→ Image annotation data
※
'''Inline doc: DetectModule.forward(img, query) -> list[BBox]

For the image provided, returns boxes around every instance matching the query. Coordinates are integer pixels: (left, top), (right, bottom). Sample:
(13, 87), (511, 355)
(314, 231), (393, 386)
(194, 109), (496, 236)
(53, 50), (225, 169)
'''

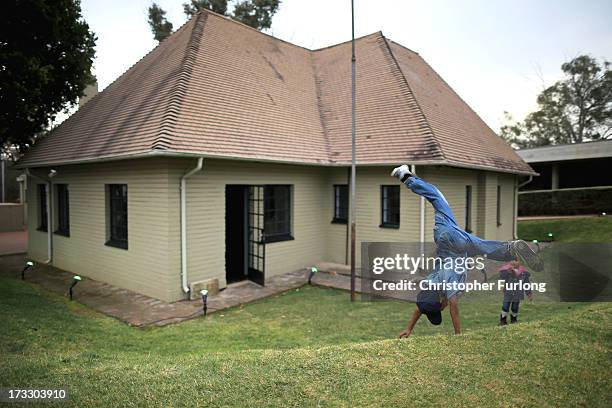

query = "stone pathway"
※
Report each line of the records above that contains the string "query". Count a line only if the string appears there in the same case.

→ Result below
'''Inline doc: DetectModule.forward(img, query) -> list[BBox]
For the image provided, returns boxes around every instance matching the query. Coordinates are integer pixels: (left, top), (right, bottom). Sample:
query = "stone pathway"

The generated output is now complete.